• Exercise brief:
Take the line that contains "Where can the woman standing" as the first line and the final line of the records as the last; return exactly those lines and the lines between.

• Data supplied:
<<<<
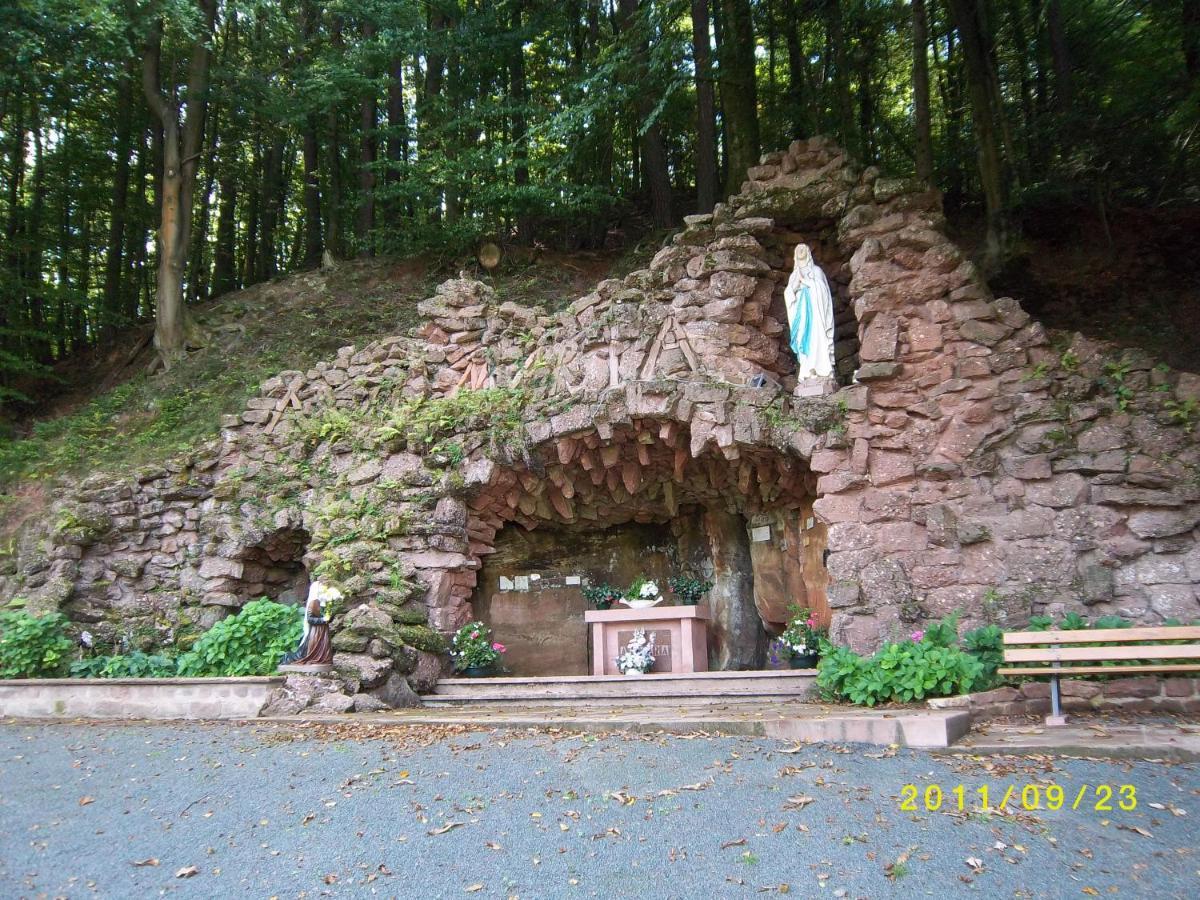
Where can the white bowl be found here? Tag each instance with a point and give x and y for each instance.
(642, 603)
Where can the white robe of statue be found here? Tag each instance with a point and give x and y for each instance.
(810, 317)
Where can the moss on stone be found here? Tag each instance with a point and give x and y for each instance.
(423, 637)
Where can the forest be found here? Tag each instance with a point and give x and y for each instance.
(160, 153)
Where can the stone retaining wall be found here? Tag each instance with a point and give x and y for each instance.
(1140, 694)
(136, 697)
(970, 461)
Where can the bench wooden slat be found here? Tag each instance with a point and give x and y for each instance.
(1107, 635)
(1051, 654)
(1067, 671)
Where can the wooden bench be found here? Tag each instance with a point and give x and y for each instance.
(1062, 655)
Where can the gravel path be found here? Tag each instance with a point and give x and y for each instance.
(355, 810)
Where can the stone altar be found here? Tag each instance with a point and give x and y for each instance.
(681, 637)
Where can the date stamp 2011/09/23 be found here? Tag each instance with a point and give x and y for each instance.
(1092, 798)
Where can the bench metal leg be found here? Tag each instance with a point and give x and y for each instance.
(1056, 718)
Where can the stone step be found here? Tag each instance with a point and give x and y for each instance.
(669, 689)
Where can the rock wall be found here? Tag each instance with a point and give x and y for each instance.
(970, 462)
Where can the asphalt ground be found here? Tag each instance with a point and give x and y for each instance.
(208, 810)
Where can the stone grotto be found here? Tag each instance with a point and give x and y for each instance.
(497, 457)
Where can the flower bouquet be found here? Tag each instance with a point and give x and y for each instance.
(473, 651)
(801, 641)
(637, 658)
(642, 594)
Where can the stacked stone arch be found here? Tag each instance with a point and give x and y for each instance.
(967, 462)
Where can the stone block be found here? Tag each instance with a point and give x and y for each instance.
(880, 339)
(1179, 687)
(1137, 687)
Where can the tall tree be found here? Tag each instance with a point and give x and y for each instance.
(181, 141)
(922, 114)
(739, 91)
(976, 45)
(706, 107)
(653, 151)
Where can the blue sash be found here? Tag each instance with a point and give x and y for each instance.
(802, 341)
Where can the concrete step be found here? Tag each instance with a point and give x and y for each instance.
(651, 689)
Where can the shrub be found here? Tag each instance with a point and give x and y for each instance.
(472, 647)
(133, 665)
(689, 588)
(904, 671)
(34, 646)
(249, 643)
(987, 645)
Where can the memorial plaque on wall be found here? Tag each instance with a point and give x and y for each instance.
(661, 647)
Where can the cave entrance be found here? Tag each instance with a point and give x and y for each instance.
(637, 504)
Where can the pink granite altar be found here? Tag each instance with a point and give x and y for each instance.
(681, 637)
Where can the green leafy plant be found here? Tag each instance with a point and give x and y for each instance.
(249, 643)
(987, 645)
(689, 588)
(1114, 378)
(472, 647)
(34, 646)
(900, 672)
(133, 665)
(601, 597)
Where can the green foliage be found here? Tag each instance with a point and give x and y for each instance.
(987, 645)
(424, 424)
(689, 588)
(472, 647)
(133, 665)
(900, 672)
(1183, 412)
(247, 643)
(34, 647)
(421, 637)
(603, 597)
(325, 424)
(1115, 381)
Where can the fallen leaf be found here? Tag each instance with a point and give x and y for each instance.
(1139, 829)
(798, 802)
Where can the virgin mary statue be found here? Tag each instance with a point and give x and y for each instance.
(810, 317)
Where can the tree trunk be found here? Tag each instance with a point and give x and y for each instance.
(271, 199)
(843, 103)
(983, 117)
(739, 91)
(225, 270)
(113, 258)
(520, 100)
(1063, 77)
(1191, 35)
(181, 145)
(922, 118)
(648, 133)
(706, 108)
(797, 76)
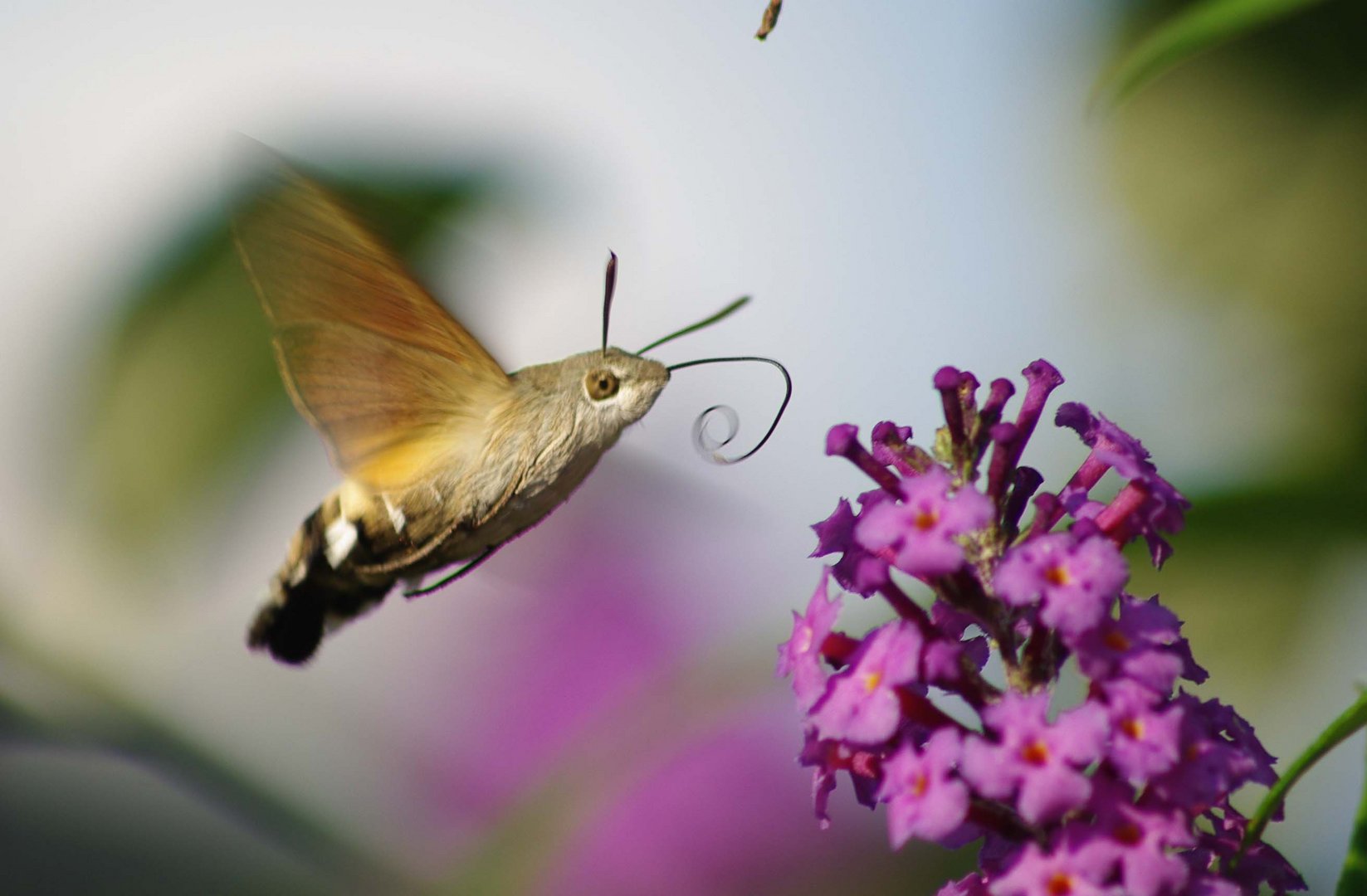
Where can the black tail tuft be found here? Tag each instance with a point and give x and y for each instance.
(290, 630)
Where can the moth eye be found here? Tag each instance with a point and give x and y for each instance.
(600, 384)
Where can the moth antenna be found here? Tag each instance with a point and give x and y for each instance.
(730, 309)
(608, 287)
(712, 448)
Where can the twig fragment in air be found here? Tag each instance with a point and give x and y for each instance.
(770, 19)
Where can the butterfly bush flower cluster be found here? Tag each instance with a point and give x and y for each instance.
(1124, 792)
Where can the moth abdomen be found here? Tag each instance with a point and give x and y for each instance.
(316, 589)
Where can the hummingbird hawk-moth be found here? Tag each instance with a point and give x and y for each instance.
(445, 456)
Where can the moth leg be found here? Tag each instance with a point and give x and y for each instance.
(468, 567)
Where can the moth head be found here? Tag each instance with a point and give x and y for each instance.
(617, 387)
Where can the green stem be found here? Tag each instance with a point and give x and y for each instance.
(1340, 729)
(1354, 877)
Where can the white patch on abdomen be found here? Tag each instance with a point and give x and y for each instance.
(397, 517)
(340, 536)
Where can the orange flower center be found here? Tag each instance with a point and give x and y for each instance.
(1116, 640)
(1058, 575)
(1035, 752)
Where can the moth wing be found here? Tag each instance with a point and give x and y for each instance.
(390, 380)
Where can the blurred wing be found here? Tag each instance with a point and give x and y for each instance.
(386, 374)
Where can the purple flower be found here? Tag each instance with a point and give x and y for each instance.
(1065, 872)
(917, 534)
(862, 704)
(1139, 840)
(1146, 731)
(971, 885)
(1143, 645)
(925, 796)
(1218, 752)
(800, 656)
(1077, 581)
(857, 570)
(1039, 760)
(1054, 802)
(1147, 505)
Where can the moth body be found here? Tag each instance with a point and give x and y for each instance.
(535, 448)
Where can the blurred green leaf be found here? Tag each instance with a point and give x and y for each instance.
(1185, 33)
(1350, 723)
(1354, 877)
(185, 384)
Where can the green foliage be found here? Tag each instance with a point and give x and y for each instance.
(1350, 723)
(1354, 879)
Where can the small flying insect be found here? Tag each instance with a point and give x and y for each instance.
(445, 456)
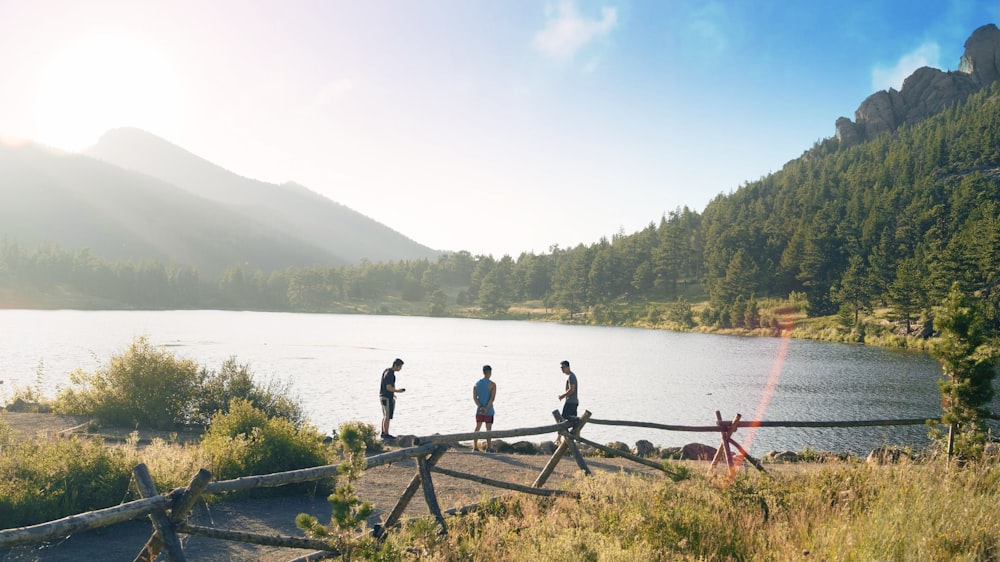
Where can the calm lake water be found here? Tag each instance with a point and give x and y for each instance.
(333, 363)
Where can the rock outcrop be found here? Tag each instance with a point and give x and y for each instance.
(926, 92)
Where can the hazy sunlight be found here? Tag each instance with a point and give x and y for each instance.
(104, 82)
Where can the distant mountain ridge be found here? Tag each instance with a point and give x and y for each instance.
(137, 197)
(289, 208)
(926, 91)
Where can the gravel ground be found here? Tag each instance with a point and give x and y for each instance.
(380, 485)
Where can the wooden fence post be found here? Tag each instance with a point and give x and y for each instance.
(162, 524)
(429, 496)
(411, 488)
(179, 510)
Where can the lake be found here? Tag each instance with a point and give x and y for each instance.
(333, 364)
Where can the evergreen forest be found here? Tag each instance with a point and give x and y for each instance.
(891, 224)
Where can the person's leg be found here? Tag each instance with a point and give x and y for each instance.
(387, 407)
(475, 442)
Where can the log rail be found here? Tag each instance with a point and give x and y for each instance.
(168, 511)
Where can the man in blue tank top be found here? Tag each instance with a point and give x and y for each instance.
(483, 393)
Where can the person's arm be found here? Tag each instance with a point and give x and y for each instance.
(569, 391)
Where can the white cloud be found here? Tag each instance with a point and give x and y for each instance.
(566, 31)
(884, 78)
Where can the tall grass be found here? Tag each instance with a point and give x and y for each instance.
(902, 512)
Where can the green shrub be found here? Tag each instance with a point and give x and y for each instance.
(234, 380)
(355, 434)
(149, 387)
(47, 479)
(245, 441)
(145, 386)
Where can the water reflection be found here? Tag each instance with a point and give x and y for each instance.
(333, 363)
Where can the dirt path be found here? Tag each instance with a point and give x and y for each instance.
(381, 486)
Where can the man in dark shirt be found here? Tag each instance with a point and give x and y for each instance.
(387, 395)
(571, 396)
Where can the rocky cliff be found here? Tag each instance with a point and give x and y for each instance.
(926, 91)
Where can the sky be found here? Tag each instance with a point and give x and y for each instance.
(496, 127)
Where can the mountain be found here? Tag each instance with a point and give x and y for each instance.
(289, 208)
(926, 92)
(136, 197)
(77, 202)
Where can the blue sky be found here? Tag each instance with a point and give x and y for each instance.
(494, 127)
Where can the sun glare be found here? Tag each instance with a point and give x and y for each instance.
(102, 83)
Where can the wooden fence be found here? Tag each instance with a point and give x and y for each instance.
(169, 511)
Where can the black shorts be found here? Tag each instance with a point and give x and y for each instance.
(388, 406)
(569, 410)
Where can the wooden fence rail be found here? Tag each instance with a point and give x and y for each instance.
(168, 510)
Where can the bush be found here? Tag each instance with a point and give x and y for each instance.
(145, 386)
(245, 441)
(234, 380)
(151, 388)
(47, 479)
(355, 434)
(616, 445)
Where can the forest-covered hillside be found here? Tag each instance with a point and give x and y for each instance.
(890, 223)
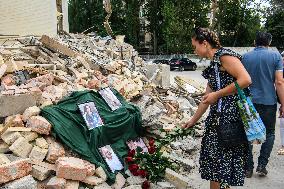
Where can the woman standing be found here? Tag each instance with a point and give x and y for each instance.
(222, 166)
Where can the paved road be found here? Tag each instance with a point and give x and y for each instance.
(275, 177)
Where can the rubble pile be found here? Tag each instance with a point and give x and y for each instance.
(39, 72)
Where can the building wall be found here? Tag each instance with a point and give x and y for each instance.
(30, 17)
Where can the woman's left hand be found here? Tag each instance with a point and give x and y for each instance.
(210, 98)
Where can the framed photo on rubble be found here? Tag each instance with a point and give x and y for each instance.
(134, 144)
(110, 98)
(111, 158)
(91, 115)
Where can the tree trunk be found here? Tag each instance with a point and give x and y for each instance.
(214, 7)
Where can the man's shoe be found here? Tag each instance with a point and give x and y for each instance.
(249, 173)
(261, 171)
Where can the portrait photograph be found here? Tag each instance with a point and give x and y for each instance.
(133, 144)
(110, 98)
(91, 115)
(111, 158)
>>>>
• Reply:
Where can the woman standing be found here? Tag each instance with a point and give x and y for each instance.
(222, 166)
Where can the paved road be found here? Tag each instance with a point and give x and y for each instance.
(275, 177)
Where can the rubble pile be found here? Tag each instance with a point and give x and y for each instance.
(39, 72)
Where can the building wall be found here? Tag each instance with a point and give x and y for each instance.
(30, 17)
Where can the woman's left hand be found here? Tag each instance with a point and give x and y for each instance.
(210, 98)
Where can the framed photo on rubble be found here? Tag each instance with a point and give x and y for each instance.
(134, 144)
(110, 98)
(111, 158)
(91, 115)
Where can the tree trunk be found here? Tag each instance with a point and give x and y for each instance.
(214, 7)
Where can the man's shoe be found here? Tag each instance with a point and give x and y for each instance.
(249, 173)
(261, 171)
Where can the portrait photograph be found here? Tag each instance with a point and give x and y for each instance.
(133, 144)
(110, 98)
(91, 115)
(111, 158)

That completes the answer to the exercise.